# TASK
From the court's findings in Marine Ventures, Inc. v. Breaux, return the stretch from "Brown v. Parker" through "Id. at 174-75." word for word.

##### TEXT PASSAGE

Marine Ventures, Inc. v. Breaux
FINDINGS OF FACT AND CONCLUSIONS OF LAW. The Court finds that the McCorpen defense has been established by Marine Ventures. Mr. Breaux forfeited his right to claim maintenance and cure. Signed by Judge Carl Barbier. (gec)
UNITED STATES DISTRICT COURT
EASTERN DISTRICT OF LOUISIANA
MARINE VENTURES, INC
FINDINGS OF FACT AND CONCLUSIONS OF LAW
This matter came on for a bench trial on August 11, 2017 on the severed issue of
maintenance and cure. The parties stipulated that for the purposes of this trial, the sole issue to be
decided was whether James Breaux forfeited his right to maintenance and cure under the McCorpen
Where a ship owner requires a seaman to submit to a pre-hiring medical examination or
interview, and the seaman intentionally misrepresents or conceals material medical facts, the
disclosure of which is plainly desired, then the seaman is not entitled to an award of maintenance
and cure. McCorpen v. Central Gulf Steamship Corp., 396 F.2d 547, 559 (5th Cir. 1968). The
seaman has a duty, under McCorpen, to disclose past injuries if asked. Guillory v. Northbank
Towing Corp., 92–14, 1993 WL 721991, at *2 (W.D. La. June 25, 1993). In order to prevail on its
McCorpen defense, an employer must show that
(1) the claimant intentionally misrepresented or concealed medical
(2) the non-disclosed facts were material to the employer’s decision to
hire the claimant; and
(3) a connection exists between the withheld information and the injury
complained of in the lawsuit.
Brown v. Parker Drilling Offshore Corp., 410 F.3d 166, 171 (5th Cir. 2005).
The “intentional concealment” prong of McCorpen is essentially an objective inquiry and
does not require a finding of subjective intent. Failure to disclose medical information in an
interview or questionnaire that is obviously designed to elicit such information therefore satisfies
the “intentional concealment” requirement. Id. at 174-75.
Mr. Breaux failed to disclose his prior medical condition when he denied any previous
problems with his back, neck or shoulders in response to specific questions on his employment
application and also when he filled out the medical questionnaire in connection with his preemployment physical examination. His testimony that he did not remember his prior injuries or
medical problems is simply not credible. Neither is his refusal to even acknowledge that the
markings on the questionnaires were in his own handwriting. The first element of the McCorpen
defense is established.
The second element of the McCorpen defense, materiality, was also clearly established at
trial. The fact that an employer asks a specific question regarding past medical history on an
employment application, and that question is rationally related to the applicant’s physical ability
to perform his job duties, renders the information material for purposes of this analysis. Id.
Mr. Breaux applied for the position of deckhand, obviously a heavy manual job. The questions
about whether he had experienced previous back or neck problems were clearly related to his
ability to perform this manual labor. By denying any previous problems, Mr. Breaux denied his
employer the opportunity to further investigate and assess his physical condition in order to decide
whether to hire him.

##########
##### DATA EXCERPTS

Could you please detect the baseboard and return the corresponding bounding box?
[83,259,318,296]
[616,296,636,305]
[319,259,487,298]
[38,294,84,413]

##########

# TASK OUTPUT
Brown v. Parker Drilling Offshore Corp., 410 F.3d 166, 171 (5th Cir. 2005).
The “intentional concealment” prong of McCorpen is essentially an objective inquiry and
does not require a finding of subjective intent. Failure to disclose medical information in an
interview or questionnaire that is obviously designed to elicit such information therefore satisfies
the “intentional concealment” requirement. Id. at 174-75.